**GOAL**
Copy the records below word for word, all of them, but leave the pictures out.

**RAW RECORDS**
>> BEGIN

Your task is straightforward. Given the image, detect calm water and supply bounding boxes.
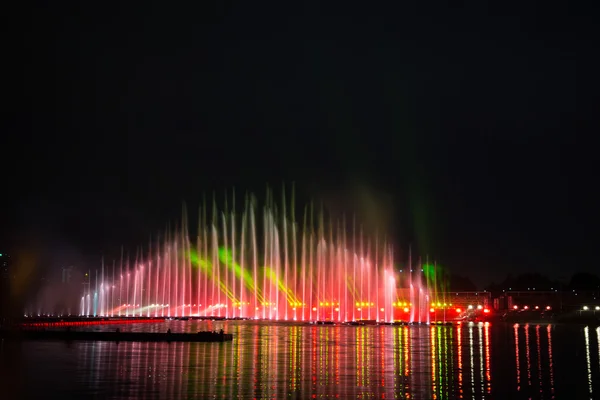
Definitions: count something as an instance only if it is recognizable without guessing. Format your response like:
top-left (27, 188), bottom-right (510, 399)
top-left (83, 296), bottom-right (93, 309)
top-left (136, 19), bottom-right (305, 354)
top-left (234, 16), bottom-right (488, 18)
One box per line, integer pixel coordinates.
top-left (0, 321), bottom-right (600, 400)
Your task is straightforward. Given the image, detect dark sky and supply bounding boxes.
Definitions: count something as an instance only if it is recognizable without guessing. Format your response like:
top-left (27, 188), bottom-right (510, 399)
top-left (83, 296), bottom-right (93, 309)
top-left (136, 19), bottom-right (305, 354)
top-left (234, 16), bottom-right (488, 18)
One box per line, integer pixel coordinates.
top-left (2, 1), bottom-right (599, 283)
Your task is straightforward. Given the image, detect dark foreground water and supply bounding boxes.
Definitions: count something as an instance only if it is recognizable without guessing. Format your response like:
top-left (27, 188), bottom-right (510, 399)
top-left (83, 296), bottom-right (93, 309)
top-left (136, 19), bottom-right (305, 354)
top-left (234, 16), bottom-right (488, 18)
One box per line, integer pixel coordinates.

>> END

**RESPONSE TO THIS EXERCISE**
Your task is straightforward. Given the image, detect calm water and supply bounding boxes.
Definitions: count something as an instance only if it is recognizable without guessing. Format your response like:
top-left (27, 188), bottom-right (510, 399)
top-left (83, 296), bottom-right (93, 309)
top-left (136, 19), bottom-right (305, 354)
top-left (234, 16), bottom-right (488, 18)
One box per line, integer pixel coordinates.
top-left (0, 321), bottom-right (600, 400)
Your task is straightforward. Given the image, detect dark sky and supply bounding boxes.
Definitions: count something as an instance only if it is recognizable without guessing. Format your response like:
top-left (27, 188), bottom-right (510, 399)
top-left (83, 296), bottom-right (93, 309)
top-left (136, 19), bottom-right (305, 354)
top-left (234, 16), bottom-right (488, 18)
One box per line, integer pixel coordinates.
top-left (2, 1), bottom-right (599, 283)
Your task is straightforward. Given the image, detect dark foreground water and supply bounding boxes.
Definitions: count something as an instance only if it is recognizable without guessing. Format your response like:
top-left (27, 188), bottom-right (510, 399)
top-left (83, 296), bottom-right (93, 309)
top-left (136, 19), bottom-right (305, 354)
top-left (234, 16), bottom-right (488, 18)
One box per line, integer pixel coordinates.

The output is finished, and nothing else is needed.